[Task] If a line in the listing includes the word "integer", copy it out.

[The records]
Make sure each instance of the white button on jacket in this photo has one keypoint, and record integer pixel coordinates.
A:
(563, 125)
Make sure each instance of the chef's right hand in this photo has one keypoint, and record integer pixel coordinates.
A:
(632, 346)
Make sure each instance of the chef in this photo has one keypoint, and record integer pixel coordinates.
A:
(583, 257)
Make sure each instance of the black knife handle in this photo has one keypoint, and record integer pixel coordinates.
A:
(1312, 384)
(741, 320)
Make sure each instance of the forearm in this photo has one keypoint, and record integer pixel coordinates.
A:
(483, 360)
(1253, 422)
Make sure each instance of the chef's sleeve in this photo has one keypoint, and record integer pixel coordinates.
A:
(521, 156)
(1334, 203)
---
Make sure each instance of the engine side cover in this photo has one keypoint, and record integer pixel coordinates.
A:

[Expected answer]
Make sure each instance of the white button on jacket in this photo has one keypoint, and record integer pixel coordinates.
Make sure each instance of the chef's right hand in this photo has one keypoint, and record integer pixel coordinates.
Make sure each instance of the chef in this photo has one keypoint, and record integer pixel coordinates.
Make sure each instance of the black knife handle in this photo has one keypoint, and record integer pixel coordinates.
Make sure each instance of the forearm in this photo has one keypoint, and record integer pixel coordinates.
Make sure each instance of the chef's sleeve in this photo has one keypoint, and record integer pixel coordinates.
Make sure each instance of the engine side cover in this photo has one keypoint, and record integer pixel coordinates.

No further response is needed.